While the Jahlil Okafors and Emmanuel Mudiays of the world are more than deserving of all the attention they receive when discussing 2014 college basketball recruiting, there will be those who aren’t 5-star studs who see their stocks soar when they arrive on campus.
The following list is a grouping of recruits who will surpass expectations at the college level. They are incredibly talented but haven’t quite gotten the recognition that other recruits who are going to bigger programs have received.
Recruit measurables and bio information courtesy of Scout.com.
Stretch forwards are all the rage in college basketball today, and 2014 prospect Tariq Owens will give the Ohio Bobcats one of their own.
Owens is a power forward who is listed at 6’8” and only 185 pounds. The fact that he is so thin, especially for his height, is somewhat worrisome entering the collegiate level, but his athleticism and versatility will serve Ohio well in MAC play.
Owens is also a formidable rebounder but could really use some added strength on his frame. He has solid touch on his shot and should score plenty of points in a mid-major conference. Look for fans across the country to recognize Owens if the Bobcats pull off any upsets in March.
If Isaac Haas’ stock is going to soar by the time he gets to Wake Forest, maybe it can catch up to his height.
The 7’1” center is hard to miss when he takes the floor, but he hasn’t gotten a lot of attention in a class that is loaded with elite big men. That being said, by the time he gets to the ACC, he will have plenty of opportunities to shine against elite competition.
Haas is powerful and has soft hands, which will help him establish himself as a presence on both ends of the floor. He should rack up plenty of rebounds, blocks and easy baskets on the inside, and if he can return the Demon Deacons to prominence, he may just become a household name by March.
From the NBA to college basketball, the point guard position has become revolutionized to a degree by athlete-first floor generals who use their quickness and burst to get to the basket and score plenty of points. Think of Derrick Rose and Russell Westbrook as prime examples.
Dominique Collier has a lot of those same traits but utilizes them judiciously. He is consistently looking toward his teammates and attempts to get them established in the flow of the game before racking up his own scoring totals. His high basketball IQ allows him to understand when scoring is needed and when facilitating is better.

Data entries
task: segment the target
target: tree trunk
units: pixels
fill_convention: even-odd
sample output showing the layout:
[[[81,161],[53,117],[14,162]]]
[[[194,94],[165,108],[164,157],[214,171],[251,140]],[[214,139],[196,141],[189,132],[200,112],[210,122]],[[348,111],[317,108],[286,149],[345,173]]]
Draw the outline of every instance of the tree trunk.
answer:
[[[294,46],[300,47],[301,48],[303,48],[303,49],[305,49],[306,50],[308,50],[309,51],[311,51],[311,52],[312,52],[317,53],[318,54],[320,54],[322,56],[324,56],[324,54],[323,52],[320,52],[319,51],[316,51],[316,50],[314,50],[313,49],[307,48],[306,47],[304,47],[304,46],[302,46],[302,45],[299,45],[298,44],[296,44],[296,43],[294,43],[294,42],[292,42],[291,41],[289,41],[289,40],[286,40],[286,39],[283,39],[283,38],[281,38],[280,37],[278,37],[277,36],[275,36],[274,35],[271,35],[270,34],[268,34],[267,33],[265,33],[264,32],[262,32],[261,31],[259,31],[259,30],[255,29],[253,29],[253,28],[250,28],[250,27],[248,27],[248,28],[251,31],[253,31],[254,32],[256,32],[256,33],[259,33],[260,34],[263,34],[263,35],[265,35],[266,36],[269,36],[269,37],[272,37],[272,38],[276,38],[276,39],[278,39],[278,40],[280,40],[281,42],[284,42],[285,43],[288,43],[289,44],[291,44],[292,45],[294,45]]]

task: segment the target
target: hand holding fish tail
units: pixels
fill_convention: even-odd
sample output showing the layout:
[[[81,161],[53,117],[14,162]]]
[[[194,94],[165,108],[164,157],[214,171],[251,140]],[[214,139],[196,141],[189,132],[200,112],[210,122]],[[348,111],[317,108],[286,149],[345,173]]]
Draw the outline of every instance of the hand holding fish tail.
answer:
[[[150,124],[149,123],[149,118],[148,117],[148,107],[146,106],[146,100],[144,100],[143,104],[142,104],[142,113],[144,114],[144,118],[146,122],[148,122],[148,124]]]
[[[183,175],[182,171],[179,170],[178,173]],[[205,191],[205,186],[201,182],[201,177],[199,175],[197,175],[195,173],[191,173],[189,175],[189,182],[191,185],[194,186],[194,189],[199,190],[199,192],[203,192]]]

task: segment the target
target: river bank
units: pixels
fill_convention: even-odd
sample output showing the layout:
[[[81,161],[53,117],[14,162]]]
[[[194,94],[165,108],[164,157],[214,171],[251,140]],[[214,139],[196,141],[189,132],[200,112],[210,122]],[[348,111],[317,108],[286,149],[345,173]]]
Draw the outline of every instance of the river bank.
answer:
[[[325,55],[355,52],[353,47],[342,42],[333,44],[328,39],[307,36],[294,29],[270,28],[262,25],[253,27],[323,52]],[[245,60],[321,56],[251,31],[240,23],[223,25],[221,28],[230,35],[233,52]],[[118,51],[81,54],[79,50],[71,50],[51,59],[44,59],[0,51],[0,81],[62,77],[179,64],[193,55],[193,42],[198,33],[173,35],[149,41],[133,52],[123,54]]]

### Directions for this task:
Repeat the stretch of the college basketball recruiting article from "Recruit measurables and" through "in MAC play.". These items were drawn from a different source than the text.

### Result:
Recruit measurables and bio information courtesy of Scout.com.
Stretch forwards are all the rage in college basketball today, and 2014 prospect Tariq Owens will give the Ohio Bobcats one of their own.
Owens is a power forward who is listed at 6’8” and only 185 pounds. The fact that he is so thin, especially for his height, is somewhat worrisome entering the collegiate level, but his athleticism and versatility will serve Ohio well in MAC play.